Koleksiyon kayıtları
++++++++

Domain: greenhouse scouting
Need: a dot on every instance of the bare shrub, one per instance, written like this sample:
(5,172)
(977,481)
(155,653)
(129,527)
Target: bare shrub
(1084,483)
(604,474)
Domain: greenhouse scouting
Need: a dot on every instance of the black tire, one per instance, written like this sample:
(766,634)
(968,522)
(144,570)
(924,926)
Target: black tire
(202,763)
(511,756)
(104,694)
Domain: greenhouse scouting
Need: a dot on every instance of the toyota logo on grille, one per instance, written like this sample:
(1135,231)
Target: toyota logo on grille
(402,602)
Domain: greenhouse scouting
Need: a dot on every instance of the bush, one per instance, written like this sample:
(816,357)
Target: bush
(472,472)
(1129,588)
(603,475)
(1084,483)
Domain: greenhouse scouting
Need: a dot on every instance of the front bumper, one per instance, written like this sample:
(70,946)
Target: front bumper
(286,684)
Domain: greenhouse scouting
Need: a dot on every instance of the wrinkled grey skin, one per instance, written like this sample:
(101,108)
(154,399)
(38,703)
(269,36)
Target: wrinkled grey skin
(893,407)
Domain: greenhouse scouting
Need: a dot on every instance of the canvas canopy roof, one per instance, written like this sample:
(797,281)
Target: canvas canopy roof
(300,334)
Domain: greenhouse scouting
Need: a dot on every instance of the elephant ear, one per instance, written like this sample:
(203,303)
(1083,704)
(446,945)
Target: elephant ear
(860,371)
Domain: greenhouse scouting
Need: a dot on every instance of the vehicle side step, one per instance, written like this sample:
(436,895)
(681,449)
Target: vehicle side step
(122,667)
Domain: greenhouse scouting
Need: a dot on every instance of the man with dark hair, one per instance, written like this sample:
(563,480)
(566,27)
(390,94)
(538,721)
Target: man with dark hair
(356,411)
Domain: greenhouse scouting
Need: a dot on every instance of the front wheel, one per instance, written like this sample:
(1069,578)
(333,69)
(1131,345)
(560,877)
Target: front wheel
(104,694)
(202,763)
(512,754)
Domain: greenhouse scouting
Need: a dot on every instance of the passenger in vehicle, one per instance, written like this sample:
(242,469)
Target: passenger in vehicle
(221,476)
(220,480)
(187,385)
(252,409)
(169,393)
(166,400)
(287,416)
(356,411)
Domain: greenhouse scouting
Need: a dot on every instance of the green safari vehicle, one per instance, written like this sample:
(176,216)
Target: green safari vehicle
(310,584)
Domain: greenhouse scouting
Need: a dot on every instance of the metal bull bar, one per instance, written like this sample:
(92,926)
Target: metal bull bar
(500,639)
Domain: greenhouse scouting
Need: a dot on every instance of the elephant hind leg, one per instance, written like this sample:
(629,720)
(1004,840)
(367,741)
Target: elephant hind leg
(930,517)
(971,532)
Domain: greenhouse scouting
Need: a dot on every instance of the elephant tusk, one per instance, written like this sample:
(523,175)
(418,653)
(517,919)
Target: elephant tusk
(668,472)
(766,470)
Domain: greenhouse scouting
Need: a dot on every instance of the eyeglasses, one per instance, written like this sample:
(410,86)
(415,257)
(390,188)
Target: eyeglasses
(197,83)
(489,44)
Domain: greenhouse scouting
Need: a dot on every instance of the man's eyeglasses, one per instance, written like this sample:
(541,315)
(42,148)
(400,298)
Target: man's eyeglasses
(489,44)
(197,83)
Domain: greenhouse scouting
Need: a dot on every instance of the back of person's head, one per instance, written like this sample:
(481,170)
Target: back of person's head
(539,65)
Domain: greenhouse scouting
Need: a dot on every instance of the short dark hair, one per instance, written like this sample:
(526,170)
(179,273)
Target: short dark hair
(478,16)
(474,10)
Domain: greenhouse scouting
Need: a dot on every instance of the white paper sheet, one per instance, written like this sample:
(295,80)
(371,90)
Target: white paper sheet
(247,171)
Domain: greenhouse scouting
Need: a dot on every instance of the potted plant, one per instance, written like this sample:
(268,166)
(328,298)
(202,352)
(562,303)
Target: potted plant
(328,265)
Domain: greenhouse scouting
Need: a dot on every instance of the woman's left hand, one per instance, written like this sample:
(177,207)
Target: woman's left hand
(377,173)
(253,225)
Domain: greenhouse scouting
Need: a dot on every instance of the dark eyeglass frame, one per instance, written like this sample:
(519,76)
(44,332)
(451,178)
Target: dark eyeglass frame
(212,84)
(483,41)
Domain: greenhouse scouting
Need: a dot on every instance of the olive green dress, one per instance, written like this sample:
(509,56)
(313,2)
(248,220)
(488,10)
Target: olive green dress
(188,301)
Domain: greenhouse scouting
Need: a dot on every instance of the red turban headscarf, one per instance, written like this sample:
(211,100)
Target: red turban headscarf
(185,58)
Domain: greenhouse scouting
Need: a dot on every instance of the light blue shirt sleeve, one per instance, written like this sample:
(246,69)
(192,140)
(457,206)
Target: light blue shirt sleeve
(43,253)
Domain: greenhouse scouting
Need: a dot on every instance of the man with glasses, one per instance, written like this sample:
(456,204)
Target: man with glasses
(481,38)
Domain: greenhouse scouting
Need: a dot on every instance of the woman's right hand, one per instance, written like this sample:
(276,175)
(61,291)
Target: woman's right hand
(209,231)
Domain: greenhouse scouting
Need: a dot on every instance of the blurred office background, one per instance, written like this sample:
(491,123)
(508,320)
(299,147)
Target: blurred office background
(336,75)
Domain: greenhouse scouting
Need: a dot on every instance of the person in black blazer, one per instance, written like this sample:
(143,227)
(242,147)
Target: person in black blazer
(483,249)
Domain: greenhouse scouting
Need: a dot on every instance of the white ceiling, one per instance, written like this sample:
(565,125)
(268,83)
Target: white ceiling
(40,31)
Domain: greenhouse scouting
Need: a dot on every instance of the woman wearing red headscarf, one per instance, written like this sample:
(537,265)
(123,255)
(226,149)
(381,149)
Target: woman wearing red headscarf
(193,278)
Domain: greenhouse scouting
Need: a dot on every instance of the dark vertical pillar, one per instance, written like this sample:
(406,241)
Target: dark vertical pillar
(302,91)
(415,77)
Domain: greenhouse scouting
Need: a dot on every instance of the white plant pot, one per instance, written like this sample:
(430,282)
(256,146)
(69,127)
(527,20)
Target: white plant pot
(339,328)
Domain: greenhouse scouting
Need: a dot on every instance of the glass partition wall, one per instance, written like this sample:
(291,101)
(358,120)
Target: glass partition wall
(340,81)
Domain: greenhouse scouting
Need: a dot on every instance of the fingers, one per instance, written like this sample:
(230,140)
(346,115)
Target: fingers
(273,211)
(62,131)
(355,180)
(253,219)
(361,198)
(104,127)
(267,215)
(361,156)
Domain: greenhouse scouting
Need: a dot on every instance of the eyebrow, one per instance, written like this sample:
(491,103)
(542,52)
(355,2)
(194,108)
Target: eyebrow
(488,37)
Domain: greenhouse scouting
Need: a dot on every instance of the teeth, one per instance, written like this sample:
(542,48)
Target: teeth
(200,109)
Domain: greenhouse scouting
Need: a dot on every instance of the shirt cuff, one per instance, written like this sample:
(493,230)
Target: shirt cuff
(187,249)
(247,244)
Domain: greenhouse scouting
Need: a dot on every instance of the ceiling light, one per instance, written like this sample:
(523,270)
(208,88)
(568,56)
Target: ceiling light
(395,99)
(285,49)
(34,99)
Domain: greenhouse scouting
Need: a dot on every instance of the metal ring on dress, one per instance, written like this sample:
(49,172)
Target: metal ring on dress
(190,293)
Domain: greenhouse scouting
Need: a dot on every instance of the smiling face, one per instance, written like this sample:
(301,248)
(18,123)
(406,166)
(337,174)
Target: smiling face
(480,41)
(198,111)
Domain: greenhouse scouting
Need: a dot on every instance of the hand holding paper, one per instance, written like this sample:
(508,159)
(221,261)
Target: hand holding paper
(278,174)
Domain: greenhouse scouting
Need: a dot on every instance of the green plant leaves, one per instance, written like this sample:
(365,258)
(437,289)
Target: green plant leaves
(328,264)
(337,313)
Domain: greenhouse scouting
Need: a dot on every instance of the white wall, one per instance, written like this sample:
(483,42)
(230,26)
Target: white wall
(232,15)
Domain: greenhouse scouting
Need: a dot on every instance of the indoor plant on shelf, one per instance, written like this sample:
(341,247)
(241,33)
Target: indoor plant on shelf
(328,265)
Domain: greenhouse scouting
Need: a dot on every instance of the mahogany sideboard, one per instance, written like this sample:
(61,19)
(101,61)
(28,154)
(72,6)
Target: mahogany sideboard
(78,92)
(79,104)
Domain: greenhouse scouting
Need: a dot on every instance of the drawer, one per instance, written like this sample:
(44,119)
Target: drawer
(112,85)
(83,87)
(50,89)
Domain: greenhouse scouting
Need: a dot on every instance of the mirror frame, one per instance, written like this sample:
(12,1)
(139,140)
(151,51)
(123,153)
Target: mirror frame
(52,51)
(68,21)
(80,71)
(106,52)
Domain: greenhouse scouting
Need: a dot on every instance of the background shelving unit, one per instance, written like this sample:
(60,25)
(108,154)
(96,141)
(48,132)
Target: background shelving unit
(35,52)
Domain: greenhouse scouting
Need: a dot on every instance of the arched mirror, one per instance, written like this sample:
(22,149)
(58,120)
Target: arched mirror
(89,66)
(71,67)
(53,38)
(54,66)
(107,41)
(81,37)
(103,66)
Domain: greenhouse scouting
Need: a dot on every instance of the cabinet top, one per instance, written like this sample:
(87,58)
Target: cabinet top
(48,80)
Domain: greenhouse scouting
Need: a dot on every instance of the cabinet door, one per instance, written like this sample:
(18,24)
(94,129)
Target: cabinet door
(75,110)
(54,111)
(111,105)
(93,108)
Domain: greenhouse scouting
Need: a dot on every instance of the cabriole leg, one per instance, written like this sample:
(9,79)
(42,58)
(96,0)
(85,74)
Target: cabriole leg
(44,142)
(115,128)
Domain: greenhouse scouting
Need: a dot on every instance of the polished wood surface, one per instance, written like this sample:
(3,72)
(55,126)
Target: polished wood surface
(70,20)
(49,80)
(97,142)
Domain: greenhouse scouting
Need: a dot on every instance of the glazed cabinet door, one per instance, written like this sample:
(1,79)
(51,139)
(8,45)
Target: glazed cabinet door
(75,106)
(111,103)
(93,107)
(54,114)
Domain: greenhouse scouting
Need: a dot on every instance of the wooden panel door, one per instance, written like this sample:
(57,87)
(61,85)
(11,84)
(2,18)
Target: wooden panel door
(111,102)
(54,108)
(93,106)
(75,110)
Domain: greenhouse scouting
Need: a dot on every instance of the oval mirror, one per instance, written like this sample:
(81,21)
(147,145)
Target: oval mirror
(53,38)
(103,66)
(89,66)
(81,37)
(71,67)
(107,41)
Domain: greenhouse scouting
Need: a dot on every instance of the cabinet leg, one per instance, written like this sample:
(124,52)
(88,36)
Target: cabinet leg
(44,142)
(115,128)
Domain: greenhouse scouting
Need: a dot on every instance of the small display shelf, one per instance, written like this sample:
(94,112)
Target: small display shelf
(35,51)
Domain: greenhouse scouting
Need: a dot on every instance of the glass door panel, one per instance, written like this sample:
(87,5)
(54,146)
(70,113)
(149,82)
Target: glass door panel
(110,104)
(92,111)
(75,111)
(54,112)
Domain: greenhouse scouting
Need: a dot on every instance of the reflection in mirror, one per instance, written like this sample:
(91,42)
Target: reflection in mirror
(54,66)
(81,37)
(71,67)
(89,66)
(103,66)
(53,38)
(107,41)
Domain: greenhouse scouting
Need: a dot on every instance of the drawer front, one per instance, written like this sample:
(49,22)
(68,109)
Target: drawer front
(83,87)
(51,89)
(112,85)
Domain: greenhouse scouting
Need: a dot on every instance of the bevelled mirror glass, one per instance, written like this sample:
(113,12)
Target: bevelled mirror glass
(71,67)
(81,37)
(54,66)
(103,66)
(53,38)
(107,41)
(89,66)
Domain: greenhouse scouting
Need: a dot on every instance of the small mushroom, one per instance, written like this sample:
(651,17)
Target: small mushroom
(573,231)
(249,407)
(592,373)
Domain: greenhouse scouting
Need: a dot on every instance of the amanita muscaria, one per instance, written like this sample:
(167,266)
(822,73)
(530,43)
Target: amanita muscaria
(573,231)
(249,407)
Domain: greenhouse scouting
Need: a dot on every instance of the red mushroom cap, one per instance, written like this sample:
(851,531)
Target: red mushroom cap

++++++++

Yukarıdaki kayıtlarda "hand" dizesini içeren kaç satır bulunduğunu belirtin. Büyük-küçük harf ayrımı dikkate alınsın ve yalnızca sayı verilsin.

Sonuç aşağıda:
6